Problem to solve
Your task is to return the data below, word for word.

Study material
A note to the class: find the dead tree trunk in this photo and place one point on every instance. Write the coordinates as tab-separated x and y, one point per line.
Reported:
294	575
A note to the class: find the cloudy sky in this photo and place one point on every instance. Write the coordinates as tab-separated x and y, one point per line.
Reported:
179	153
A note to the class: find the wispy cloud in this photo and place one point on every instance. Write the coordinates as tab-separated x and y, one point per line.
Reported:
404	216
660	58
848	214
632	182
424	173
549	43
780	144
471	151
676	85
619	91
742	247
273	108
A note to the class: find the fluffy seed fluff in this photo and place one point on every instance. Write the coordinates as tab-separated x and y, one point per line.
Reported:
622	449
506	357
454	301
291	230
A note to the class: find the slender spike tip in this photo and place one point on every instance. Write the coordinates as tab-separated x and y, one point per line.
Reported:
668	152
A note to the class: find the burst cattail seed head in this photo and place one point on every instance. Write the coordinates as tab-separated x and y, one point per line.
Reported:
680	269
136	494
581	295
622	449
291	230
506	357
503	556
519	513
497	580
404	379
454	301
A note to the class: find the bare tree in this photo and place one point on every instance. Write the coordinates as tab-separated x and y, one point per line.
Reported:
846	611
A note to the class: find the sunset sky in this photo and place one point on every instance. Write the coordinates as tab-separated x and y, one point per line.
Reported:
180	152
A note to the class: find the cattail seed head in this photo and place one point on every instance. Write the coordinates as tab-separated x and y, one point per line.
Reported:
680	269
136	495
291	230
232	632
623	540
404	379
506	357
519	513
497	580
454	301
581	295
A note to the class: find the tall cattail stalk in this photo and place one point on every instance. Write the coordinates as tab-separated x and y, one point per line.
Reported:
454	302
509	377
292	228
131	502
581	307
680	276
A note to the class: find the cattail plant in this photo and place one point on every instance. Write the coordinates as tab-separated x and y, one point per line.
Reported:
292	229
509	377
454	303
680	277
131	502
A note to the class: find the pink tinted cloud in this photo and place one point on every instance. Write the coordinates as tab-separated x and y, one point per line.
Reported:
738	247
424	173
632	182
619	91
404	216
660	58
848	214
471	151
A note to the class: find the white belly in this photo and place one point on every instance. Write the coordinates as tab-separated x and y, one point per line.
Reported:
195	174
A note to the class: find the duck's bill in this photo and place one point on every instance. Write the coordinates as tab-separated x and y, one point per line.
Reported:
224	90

Exercise response
A note to the class: find the dead tree trunk in this photo and place one point on every instance. Write the coordinates as tab-separated x and y, one point per line.
Reported:
294	575
A note to the class: find the cloudy sky in this photo and place one point on every instance. Write the coordinates as tab-separated x and y, one point per line.
Reported:
179	153
A note to the class: find the wispy cloud in this photo and place one point on every instance. Write the coordinates as tab-separated x and y, one point per line.
Reported:
404	216
660	58
848	214
632	182
424	173
549	43
780	144
471	151
676	85
619	91
742	247
273	108
A note to the class: find the fluffy seed fluff in this photo and place one point on every instance. Write the coordinates as tab-separated x and y, one point per line.
Reported:
622	449
506	357
454	301
291	230
A note to the class: find the slender spike tip in this photo and place one point on every instance. Write the coordinates as tab-separated x and y, one point per line.
Reported:
668	152
A note to the class: find the burst cattail seed head in this photo and place one point on every instance. Write the coordinates as tab-separated x and y, one point per line.
Reported:
680	269
136	494
581	295
622	449
291	230
506	357
503	556
519	513
497	580
404	379
454	301
A note to the class: find the bare tree in this photo and place one point on every instance. Write the coordinates as tab-separated x and y, one point per line.
Reported:
846	611
A note to the class: find the sunset sky in this photo and place one point on every instance. Write the coordinates as tab-separated x and y, one point per line.
Reported:
180	152
A note to the class: find the cattail seed head in this photo and place one point on every instance. Write the coordinates as tab-separated x and y, one point per line.
Reported:
680	269
136	495
291	230
232	632
623	540
404	379
506	357
519	513
497	580
454	301
581	295
A note to the class: find the tall cattail stalk in this photo and place one point on every instance. Write the coordinates as tab-separated x and y, one point per line.
Reported:
454	302
509	377
292	228
131	502
581	307
680	276
A note to the class: find the cattail plant in this photo and place one point on every instance. Write the coordinates as tab-separated x and y, one point per line.
Reported:
292	229
509	377
454	303
680	277
131	502
A note to the class: find the pink tinted cloud in this photo and place one point on every instance. Write the coordinates as tab-separated x and y, one point per line.
Reported:
738	247
424	173
632	182
619	91
404	216
660	58
848	214
471	151
A note to the class: find the white belly in this photo and place one point on every instance. Write the coordinates as tab-separated x and y, one point per line.
Reported:
195	174
A note to the class: find the duck's bill in this photo and place one point on every instance. Write the coordinates as tab-separated x and y, one point per line.
Reported:
224	90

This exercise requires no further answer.